Sabtu, 08 Januari 2011

Ukuran Kinerja



A.    Sistem Ukuran Kinerja
Cita-cita dari sistem ukuran kinerja adalah untuk mengimplementasikan strategi. Dalam menetapkan sistem semacam itu, manajemen senior memilih ukuran-ukuran yang paling mewakili strategi perusahaan. Ukuran-ukuran ini dapat dilihat sebagai faktor keberhasilan penting (critical success factors) masa kini dan masa depan; jika ukuran-ukuran ini membaik, berarti perusahaan telah mengimplementasikan strateginya. Keberhasilan strategi tergantung pada kekuatannya. Sistem ukuran kinerja hanyalah merupakan suatu mekanisme yang memperbaiki kemungkinan bahwa organisasi tersebut akan mengimplementasikan strateginya dengan berhasil.
1.      Keterbatasan Sistem Pengendalian Keuangan
Cita-cita penting dari suatu perusahaan bisnis adalah untuk mengoptimalkan tingkat pengembalian pemegang saham. Tetapi, mengoptimalkan profitabilitas jangka pendek tidak selalu menjamin tingkat pengembalian yang optimum bagi pemegang saham karena nilai pemegang saham mencerminkan nilai sekarang bersih (net present value-NPV) dari perkiraan laba masa depan. Pada saat yang sama, kebutuhan akan umpan balik dan pengendalian manajemen yang terus-menerus mengharuskan perusahaan untuk mengukur dan mengevaluasi kinerja unit bisnis paling tidak sekali setahun. Mengandalkan pada ukuran-ukuran keuangan saja tidaklah cukup dan, faktanya, dapat menjadi disfungsional karena beberapa alasan.
Pertama, hal itu dapat mendorong tindakan jangka pendek yang tidak sesuai dengan kepentingan jangka panjang perusahaan. Semakin besar tekanan yang diberikan untuk mencapai tingkat laba saat ini, semakin besar kemungkinan bahwa manajer unit bisnis untuk mengambil tindakan jangka pendek yang mungkin salah dalam jangka pendek.

Tugas yang Diberikan 1
Tuliskan baris-baris catatan sebagai daftar bernomor, dimulai dari baris yang memuat "Find the forest" dan berlanjut sampai baris yang memuat "[[[256,191],[255,10],[2,0],[0,191]]]". Lewati baris kosong.
Teks dan catatan ini tidak saling berkaitan.

Catatan garis batas wilayah bernama:
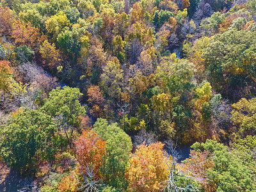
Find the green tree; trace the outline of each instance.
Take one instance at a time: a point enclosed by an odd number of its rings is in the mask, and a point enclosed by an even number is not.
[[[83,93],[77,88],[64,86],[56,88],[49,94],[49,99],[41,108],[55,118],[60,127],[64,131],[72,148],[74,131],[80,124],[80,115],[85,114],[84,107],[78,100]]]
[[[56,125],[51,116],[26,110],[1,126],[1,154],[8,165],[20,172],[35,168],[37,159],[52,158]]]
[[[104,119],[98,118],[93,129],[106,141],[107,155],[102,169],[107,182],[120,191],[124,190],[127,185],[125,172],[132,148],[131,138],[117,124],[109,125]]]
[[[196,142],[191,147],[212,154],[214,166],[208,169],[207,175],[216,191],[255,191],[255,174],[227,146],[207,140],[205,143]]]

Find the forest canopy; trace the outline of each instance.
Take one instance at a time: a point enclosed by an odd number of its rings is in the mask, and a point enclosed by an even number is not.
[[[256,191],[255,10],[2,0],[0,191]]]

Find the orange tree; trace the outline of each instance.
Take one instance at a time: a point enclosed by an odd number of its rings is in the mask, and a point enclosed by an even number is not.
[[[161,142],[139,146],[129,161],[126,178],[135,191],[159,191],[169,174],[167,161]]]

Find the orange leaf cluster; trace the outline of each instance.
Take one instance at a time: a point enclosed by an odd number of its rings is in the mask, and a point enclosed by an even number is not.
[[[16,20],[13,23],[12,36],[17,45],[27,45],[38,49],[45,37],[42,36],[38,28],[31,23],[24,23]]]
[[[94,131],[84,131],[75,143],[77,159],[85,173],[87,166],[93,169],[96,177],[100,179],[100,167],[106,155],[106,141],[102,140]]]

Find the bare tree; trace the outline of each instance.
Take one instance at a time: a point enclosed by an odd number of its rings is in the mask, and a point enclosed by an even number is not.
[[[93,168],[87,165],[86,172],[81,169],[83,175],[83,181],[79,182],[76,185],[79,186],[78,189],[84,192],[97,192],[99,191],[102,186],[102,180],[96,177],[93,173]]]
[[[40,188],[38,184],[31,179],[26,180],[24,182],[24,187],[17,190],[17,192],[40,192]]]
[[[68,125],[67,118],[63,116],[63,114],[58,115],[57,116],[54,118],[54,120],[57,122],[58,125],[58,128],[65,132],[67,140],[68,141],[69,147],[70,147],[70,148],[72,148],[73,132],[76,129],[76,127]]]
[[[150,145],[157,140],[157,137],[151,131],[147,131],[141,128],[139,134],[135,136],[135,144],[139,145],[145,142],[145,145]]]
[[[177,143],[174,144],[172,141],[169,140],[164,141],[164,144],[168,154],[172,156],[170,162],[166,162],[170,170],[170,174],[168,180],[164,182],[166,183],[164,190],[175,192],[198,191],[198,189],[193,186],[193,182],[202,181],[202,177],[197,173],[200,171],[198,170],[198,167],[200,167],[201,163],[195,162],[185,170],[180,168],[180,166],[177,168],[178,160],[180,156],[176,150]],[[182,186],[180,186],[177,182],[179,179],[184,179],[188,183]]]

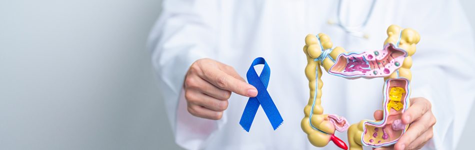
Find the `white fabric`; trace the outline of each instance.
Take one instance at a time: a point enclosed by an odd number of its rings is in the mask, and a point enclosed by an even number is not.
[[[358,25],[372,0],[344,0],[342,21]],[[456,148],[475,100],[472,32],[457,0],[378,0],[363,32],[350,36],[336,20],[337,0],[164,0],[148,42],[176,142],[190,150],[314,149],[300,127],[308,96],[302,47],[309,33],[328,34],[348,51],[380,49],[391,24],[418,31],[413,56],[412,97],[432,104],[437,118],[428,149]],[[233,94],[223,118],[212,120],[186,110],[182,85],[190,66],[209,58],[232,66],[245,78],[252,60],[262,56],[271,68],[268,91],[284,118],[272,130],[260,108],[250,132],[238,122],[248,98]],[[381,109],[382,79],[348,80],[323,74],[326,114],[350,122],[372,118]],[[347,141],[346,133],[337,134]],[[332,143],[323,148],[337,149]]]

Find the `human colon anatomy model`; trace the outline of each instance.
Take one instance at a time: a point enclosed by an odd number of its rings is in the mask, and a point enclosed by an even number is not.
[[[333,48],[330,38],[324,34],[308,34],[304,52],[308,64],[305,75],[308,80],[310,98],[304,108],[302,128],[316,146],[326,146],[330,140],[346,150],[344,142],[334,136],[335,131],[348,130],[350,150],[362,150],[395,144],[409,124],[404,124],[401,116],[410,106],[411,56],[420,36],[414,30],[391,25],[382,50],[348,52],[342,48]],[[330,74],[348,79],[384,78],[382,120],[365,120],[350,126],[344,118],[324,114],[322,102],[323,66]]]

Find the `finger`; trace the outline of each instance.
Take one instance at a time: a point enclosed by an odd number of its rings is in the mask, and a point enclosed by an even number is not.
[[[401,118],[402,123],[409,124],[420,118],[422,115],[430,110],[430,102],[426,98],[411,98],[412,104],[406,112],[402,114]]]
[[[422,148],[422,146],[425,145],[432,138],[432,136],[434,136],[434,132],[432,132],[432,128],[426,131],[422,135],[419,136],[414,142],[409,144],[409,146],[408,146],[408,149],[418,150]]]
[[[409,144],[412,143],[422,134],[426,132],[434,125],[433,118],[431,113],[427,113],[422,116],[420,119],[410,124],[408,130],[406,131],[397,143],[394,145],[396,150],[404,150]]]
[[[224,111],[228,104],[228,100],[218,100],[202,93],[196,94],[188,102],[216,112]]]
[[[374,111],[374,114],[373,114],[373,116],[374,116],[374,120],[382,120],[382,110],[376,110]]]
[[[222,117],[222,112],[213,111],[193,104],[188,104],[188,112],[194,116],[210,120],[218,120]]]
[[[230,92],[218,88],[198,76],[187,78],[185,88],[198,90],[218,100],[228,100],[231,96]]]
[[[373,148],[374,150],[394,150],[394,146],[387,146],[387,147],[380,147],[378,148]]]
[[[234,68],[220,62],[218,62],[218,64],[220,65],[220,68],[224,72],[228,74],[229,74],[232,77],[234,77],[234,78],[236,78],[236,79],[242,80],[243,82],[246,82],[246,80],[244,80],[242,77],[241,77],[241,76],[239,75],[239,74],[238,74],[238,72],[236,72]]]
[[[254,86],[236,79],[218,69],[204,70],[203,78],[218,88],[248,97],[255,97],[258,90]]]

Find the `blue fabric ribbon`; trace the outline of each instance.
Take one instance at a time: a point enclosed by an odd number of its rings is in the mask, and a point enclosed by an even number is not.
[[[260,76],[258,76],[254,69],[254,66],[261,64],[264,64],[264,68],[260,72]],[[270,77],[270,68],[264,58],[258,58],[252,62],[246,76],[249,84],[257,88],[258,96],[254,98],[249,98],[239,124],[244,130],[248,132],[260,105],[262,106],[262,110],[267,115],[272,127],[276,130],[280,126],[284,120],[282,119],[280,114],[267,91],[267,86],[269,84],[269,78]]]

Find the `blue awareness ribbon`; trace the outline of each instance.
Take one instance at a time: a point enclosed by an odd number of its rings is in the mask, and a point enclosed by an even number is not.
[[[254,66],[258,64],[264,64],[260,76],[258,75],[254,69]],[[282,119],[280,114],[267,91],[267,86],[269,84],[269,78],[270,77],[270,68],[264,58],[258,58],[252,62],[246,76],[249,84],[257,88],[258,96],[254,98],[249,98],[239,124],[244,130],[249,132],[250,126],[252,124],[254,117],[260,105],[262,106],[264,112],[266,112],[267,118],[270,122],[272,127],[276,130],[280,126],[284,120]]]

Tugas yang Diberikan 2
Salin bagian teks tentang ukuran kinerja, dimulai dari "1.      Keterbatasan Sistem" dan berlanjut sampai "karena beberapa alasan.".

Penyelesaian Lengkap 1
1. Find the forest canopy; trace the outline of each instance.
2. Take one instance at a time: a point enclosed by an odd number of its rings is in the mask, and a point enclosed by an even number is not.
3. [[[256,191],[255,10],[2,0],[0,191]]]

Penyelesaian Lengkap 2
1.      Keterbatasan Sistem Pengendalian Keuangan
Cita-cita penting dari suatu perusahaan bisnis adalah untuk mengoptimalkan tingkat pengembalian pemegang saham. Tetapi, mengoptimalkan profitabilitas jangka pendek tidak selalu menjamin tingkat pengembalian yang optimum bagi pemegang saham karena nilai pemegang saham mencerminkan nilai sekarang bersih (net present value-NPV) dari perkiraan laba masa depan. Pada saat yang sama, kebutuhan akan umpan balik dan pengendalian manajemen yang terus-menerus mengharuskan perusahaan untuk mengukur dan mengevaluasi kinerja unit bisnis paling tidak sekali setahun. Mengandalkan pada ukuran-ukuran keuangan saja tidaklah cukup dan, faktanya, dapat menjadi disfungsional karena beberapa alasan.